Challenge: Find every line in the entries below that contains the word "frame" and copy each one out in full. Match case exactly.

Dataset rows:
----------------------------------------

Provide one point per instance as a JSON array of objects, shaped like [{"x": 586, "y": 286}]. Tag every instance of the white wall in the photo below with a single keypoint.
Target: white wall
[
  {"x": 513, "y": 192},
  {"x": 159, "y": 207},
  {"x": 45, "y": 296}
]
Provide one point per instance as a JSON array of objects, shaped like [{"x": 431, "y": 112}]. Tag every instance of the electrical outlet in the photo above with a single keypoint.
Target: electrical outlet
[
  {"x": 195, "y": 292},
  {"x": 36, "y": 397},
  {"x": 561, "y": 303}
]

----------------------------------------

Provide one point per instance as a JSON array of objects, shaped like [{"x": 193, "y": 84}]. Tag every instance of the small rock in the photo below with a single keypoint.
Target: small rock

----------------------------------------

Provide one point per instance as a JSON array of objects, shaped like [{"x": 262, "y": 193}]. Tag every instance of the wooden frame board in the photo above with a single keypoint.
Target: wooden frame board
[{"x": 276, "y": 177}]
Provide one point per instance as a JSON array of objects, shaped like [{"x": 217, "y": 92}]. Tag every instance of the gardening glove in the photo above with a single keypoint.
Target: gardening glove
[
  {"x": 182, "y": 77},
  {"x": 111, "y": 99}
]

----------------------------------------

Answer to this exercise:
Provide one point per instance as a JSON array of objects, shaped like [{"x": 262, "y": 193}]. Tag every instance of the wooden frame board in the photo above with a single keypoint.
Target: wooden frame board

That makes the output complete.